§ DATA TO USE
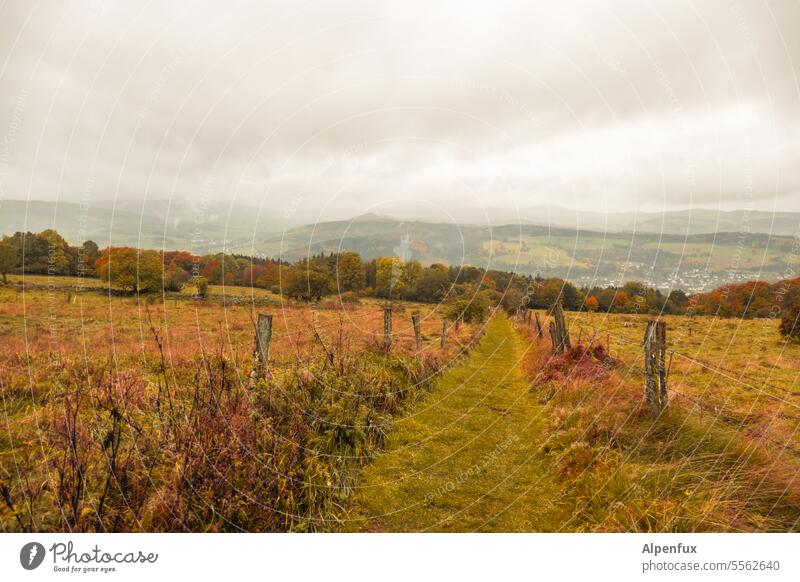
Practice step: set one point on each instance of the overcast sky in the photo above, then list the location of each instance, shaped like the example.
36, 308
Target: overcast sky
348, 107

---

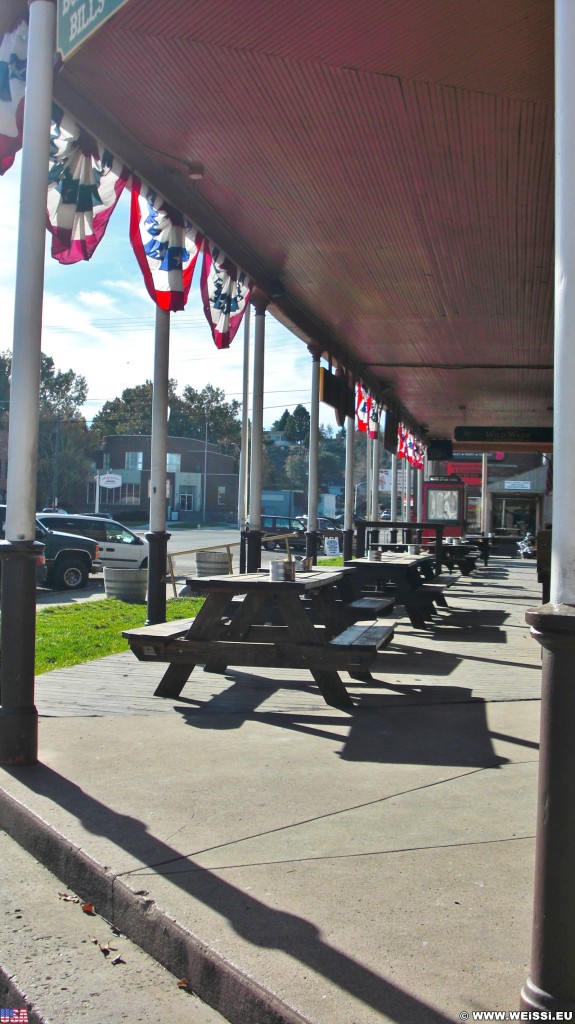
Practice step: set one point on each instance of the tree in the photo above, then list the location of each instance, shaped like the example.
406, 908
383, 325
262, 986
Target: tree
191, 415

§ PROBLEM DESCRIPTION
For the records above, count the lines that contain the word "point" and give only that number.

§ EXERCISE RESULT
2